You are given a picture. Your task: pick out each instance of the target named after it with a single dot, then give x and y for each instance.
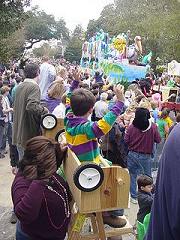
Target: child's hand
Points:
(76, 75)
(119, 91)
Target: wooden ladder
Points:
(98, 232)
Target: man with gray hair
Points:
(47, 76)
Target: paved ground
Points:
(7, 230)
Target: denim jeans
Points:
(7, 135)
(20, 235)
(138, 163)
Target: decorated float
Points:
(119, 57)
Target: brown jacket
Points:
(27, 112)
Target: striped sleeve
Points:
(103, 126)
(74, 85)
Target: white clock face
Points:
(49, 122)
(89, 178)
(62, 138)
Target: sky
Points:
(73, 11)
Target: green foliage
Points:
(47, 50)
(12, 15)
(42, 26)
(12, 46)
(157, 22)
(12, 38)
(74, 48)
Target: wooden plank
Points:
(69, 166)
(110, 195)
(114, 232)
(100, 224)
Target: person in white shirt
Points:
(101, 106)
(7, 110)
(47, 76)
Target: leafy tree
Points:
(42, 26)
(12, 46)
(12, 16)
(156, 21)
(74, 48)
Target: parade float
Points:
(119, 57)
(172, 88)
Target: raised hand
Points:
(76, 74)
(119, 91)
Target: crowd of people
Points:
(128, 128)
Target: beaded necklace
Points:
(65, 201)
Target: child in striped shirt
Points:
(82, 134)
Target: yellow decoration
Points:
(79, 222)
(119, 43)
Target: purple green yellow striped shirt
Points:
(82, 134)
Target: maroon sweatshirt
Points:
(40, 211)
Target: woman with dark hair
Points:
(40, 196)
(165, 212)
(140, 137)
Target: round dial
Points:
(88, 177)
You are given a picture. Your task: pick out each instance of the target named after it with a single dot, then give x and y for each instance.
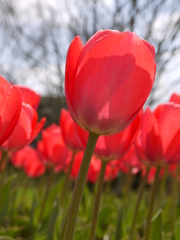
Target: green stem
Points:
(127, 187)
(78, 190)
(119, 229)
(162, 186)
(151, 204)
(49, 182)
(97, 201)
(140, 194)
(66, 181)
(174, 196)
(2, 177)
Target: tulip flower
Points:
(94, 167)
(28, 159)
(131, 161)
(10, 108)
(161, 134)
(160, 143)
(52, 148)
(29, 96)
(111, 171)
(104, 79)
(107, 81)
(26, 129)
(175, 98)
(67, 127)
(112, 147)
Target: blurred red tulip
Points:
(28, 159)
(2, 164)
(139, 150)
(67, 126)
(26, 129)
(10, 102)
(108, 80)
(29, 96)
(175, 98)
(93, 171)
(111, 171)
(151, 174)
(115, 146)
(131, 161)
(52, 148)
(161, 134)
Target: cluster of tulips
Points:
(104, 132)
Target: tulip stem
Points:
(151, 204)
(129, 178)
(79, 186)
(48, 185)
(2, 161)
(97, 201)
(140, 193)
(66, 181)
(162, 186)
(174, 196)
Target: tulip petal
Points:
(10, 102)
(151, 140)
(71, 61)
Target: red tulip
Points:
(52, 148)
(108, 80)
(29, 96)
(115, 146)
(93, 171)
(161, 134)
(151, 174)
(139, 150)
(67, 126)
(26, 129)
(131, 161)
(10, 107)
(28, 159)
(175, 98)
(111, 171)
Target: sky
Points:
(169, 82)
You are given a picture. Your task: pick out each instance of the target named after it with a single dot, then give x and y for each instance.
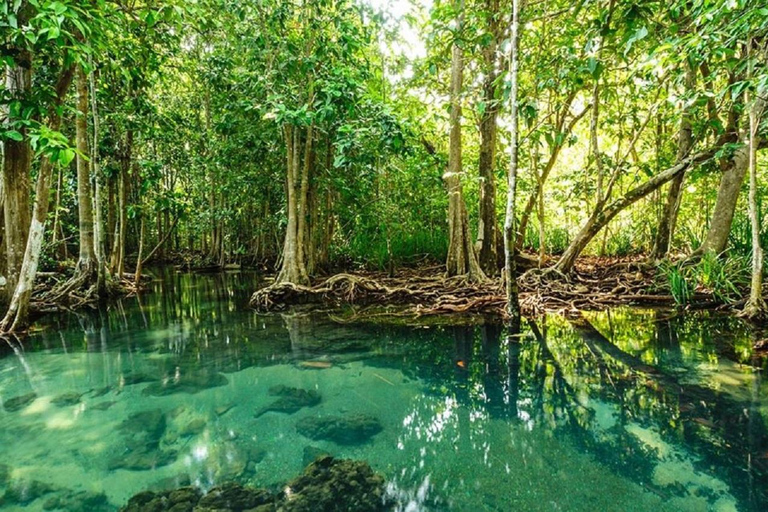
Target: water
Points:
(627, 410)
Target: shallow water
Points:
(627, 410)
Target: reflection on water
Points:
(627, 410)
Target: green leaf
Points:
(66, 156)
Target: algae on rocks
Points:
(345, 430)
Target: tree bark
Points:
(17, 160)
(755, 308)
(87, 261)
(510, 270)
(462, 259)
(488, 236)
(551, 161)
(293, 269)
(602, 216)
(17, 316)
(668, 219)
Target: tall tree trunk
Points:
(87, 261)
(554, 153)
(510, 270)
(603, 215)
(99, 230)
(117, 263)
(488, 236)
(293, 269)
(17, 159)
(755, 307)
(462, 259)
(725, 206)
(668, 219)
(17, 316)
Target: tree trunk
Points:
(462, 259)
(17, 317)
(87, 261)
(99, 231)
(17, 159)
(755, 307)
(488, 236)
(510, 270)
(602, 216)
(553, 156)
(293, 269)
(668, 219)
(117, 263)
(725, 206)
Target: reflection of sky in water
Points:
□ □ □ □
→ **YOUR INSTRUCTIONS**
Report every line in the data above in which the word "water" appears.

→ **OUTPUT OF THE EXERCISE**
Target: water
Target: shallow water
Target: reflection on water
Target: reflection of sky in water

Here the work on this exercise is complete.